## [Task requirements]
When you restate the records, do so word for word and omit any picture they contain.

Records drawn from a dataset:
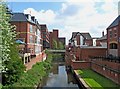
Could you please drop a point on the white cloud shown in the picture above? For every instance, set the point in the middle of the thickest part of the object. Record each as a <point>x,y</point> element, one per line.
<point>79,17</point>
<point>42,16</point>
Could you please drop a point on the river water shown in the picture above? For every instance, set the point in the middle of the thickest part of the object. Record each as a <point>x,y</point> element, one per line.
<point>59,78</point>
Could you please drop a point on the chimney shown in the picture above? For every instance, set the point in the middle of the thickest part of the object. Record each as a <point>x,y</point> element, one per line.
<point>102,33</point>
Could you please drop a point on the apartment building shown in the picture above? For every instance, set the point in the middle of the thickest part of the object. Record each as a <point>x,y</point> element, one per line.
<point>113,38</point>
<point>45,36</point>
<point>54,36</point>
<point>28,31</point>
<point>81,39</point>
<point>102,41</point>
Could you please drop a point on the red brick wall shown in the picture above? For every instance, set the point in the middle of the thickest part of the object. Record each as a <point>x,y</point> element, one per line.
<point>113,38</point>
<point>80,65</point>
<point>89,42</point>
<point>98,66</point>
<point>53,36</point>
<point>78,39</point>
<point>84,53</point>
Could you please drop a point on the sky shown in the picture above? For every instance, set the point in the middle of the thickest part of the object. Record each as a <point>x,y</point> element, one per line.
<point>92,16</point>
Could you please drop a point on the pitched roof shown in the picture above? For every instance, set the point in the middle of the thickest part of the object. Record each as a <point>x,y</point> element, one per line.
<point>21,17</point>
<point>103,38</point>
<point>43,26</point>
<point>18,17</point>
<point>87,35</point>
<point>115,22</point>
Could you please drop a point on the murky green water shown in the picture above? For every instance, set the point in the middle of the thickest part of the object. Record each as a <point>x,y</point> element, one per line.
<point>59,78</point>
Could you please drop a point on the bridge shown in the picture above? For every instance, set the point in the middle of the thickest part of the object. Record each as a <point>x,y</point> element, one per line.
<point>56,51</point>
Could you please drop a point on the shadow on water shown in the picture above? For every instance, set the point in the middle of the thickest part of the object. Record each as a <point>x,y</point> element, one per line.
<point>59,78</point>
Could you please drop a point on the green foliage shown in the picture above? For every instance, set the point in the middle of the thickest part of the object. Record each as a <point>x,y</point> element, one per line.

## [Written response]
Could you please drop a point on the white cloud shown in the picture above? For every instance, set the point in the middle of the thickest part of the object. Record each as a <point>x,y</point> element, one per line.
<point>79,17</point>
<point>42,16</point>
Could you please drop a point on the river water shown in the picture above? For every instance, set the point in the middle of the thickest part of the object. Record each as a <point>x,y</point> element, one per line.
<point>59,78</point>
Could you please drop a point on the chimney shown in the picture above? For every instance, set the point in the middle of the thickest part of the object. Record each as a <point>x,y</point> element, one per line.
<point>102,33</point>
Could you please drop a point on the apartment building shown in the picture above? For every instance, set the point in the middle of the thickest part of the object. Record each as a <point>x,y</point> element, one per line.
<point>113,38</point>
<point>45,36</point>
<point>54,36</point>
<point>28,31</point>
<point>81,39</point>
<point>102,41</point>
Could you please drop a point on the red brick wall shown in the picture above? For every instance, set the point in the middle of the thickest part of the object. Record each as a <point>x,y</point> element, one per line.
<point>113,38</point>
<point>80,65</point>
<point>89,42</point>
<point>98,66</point>
<point>53,36</point>
<point>78,39</point>
<point>84,53</point>
Could you please drop a point on the sky shown in the picture above? For every instance, set the point in the middle of the thickest part of the object. Record each as a <point>x,y</point> element, one per line.
<point>92,16</point>
Could you please drop a point on the pitched roof shown in the picture above? For every instance, set the point in the middle of the thickest part of the object. Record each as a <point>x,y</point> element, one per line.
<point>21,17</point>
<point>103,38</point>
<point>43,26</point>
<point>18,17</point>
<point>87,35</point>
<point>115,22</point>
Could you please drop a point on the murky green water shown in the picture above? For every instance, set the point in the middle of the thickest part of the object. Record each as a <point>x,y</point> element, one per line.
<point>59,78</point>
Could you please drop a point on the bridge shown in the picture above? For every instance, set the point in the middle of the thickest part of the object. Record each as a <point>x,y</point> element, one per line.
<point>56,51</point>
Could you please drop a point on the shadow on water shown in the picture above? For every instance, set the point in the middle of the thickest part of the object. Record each as a <point>x,y</point> element, one per line.
<point>59,78</point>
Could you please drop a point on the green foliage shown in the picture above? For every instance, set the point in the middle of the thickest part of the object. Record each as a <point>x,y</point> element, one per line.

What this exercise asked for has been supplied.